▸ **Requirement**: For this exercise, please find the lines in the entries that include the word "woman" and copy them.

Stored data entries:
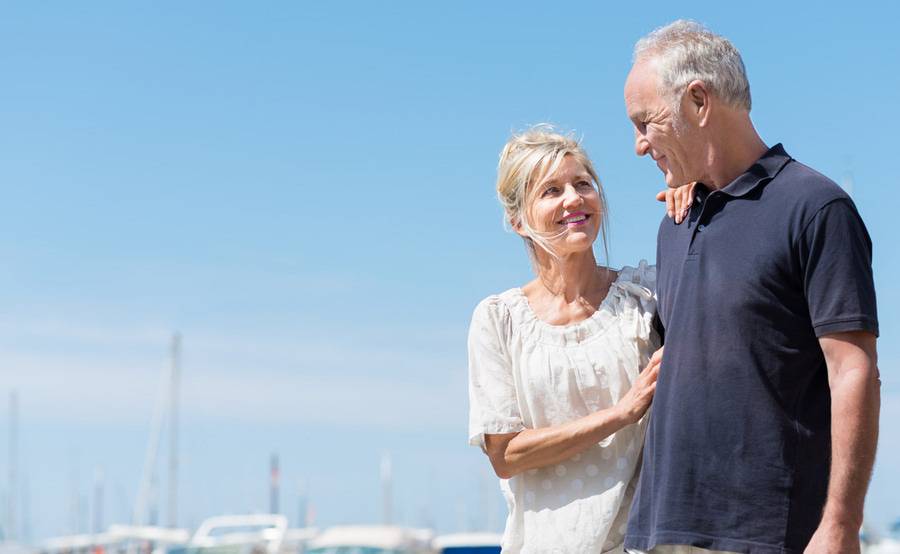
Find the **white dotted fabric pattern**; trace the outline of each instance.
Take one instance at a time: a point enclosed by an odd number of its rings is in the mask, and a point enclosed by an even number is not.
[[[469,443],[572,421],[618,402],[659,347],[656,269],[625,267],[588,319],[537,319],[521,289],[483,300],[469,329]],[[501,489],[504,553],[622,552],[644,423]]]

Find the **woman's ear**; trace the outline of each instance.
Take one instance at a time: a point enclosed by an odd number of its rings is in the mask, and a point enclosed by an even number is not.
[[[512,216],[509,218],[509,226],[512,227],[512,230],[516,232],[520,237],[528,238],[528,233],[525,232],[525,229],[522,228],[522,217],[521,216]]]

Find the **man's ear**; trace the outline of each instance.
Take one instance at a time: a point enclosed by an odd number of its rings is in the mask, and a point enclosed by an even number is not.
[[[697,125],[705,127],[709,120],[711,110],[709,87],[700,80],[694,80],[688,83],[684,92],[687,108],[691,110],[691,115],[696,118]]]

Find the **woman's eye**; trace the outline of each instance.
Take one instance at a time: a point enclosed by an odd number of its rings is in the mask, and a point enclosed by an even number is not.
[[[554,194],[559,192],[559,188],[557,187],[547,187],[544,189],[544,192],[541,193],[541,198],[546,198],[547,196],[553,196]]]
[[[594,188],[594,185],[590,184],[588,181],[579,181],[577,186],[578,186],[578,188],[580,188],[580,189],[583,189],[583,188],[585,188],[585,187],[587,187],[587,188]]]

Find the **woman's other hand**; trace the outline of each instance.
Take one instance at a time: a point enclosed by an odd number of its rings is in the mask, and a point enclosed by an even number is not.
[[[517,433],[484,434],[484,451],[497,477],[509,479],[525,470],[568,460],[622,427],[636,423],[653,401],[663,349],[653,353],[631,389],[611,408],[567,423]]]
[[[678,225],[685,219],[691,211],[691,205],[694,203],[694,188],[697,183],[689,183],[683,187],[674,189],[667,188],[656,193],[656,199],[666,203],[666,215],[675,219]]]
[[[684,187],[682,187],[684,188]],[[659,366],[662,363],[663,349],[653,353],[647,367],[641,371],[631,389],[616,404],[622,418],[627,423],[636,423],[646,413],[653,402],[656,392],[656,380],[659,378]]]

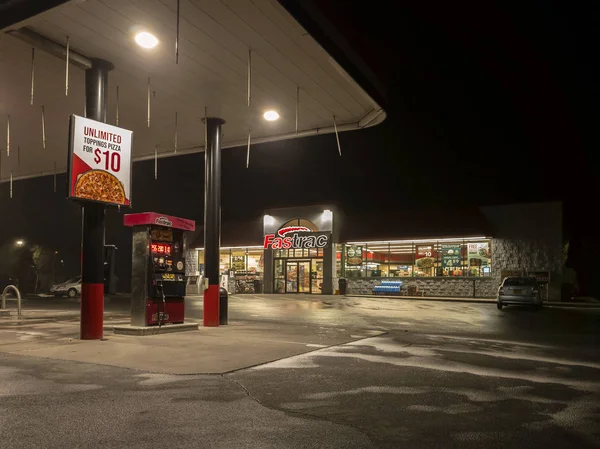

▸ **Answer to the problem**:
Find the **woman's ear**; trace the outline of each instance.
Find the **woman's eye**; trace the outline of each instance.
Find the **woman's other hand**; trace the outline of each instance.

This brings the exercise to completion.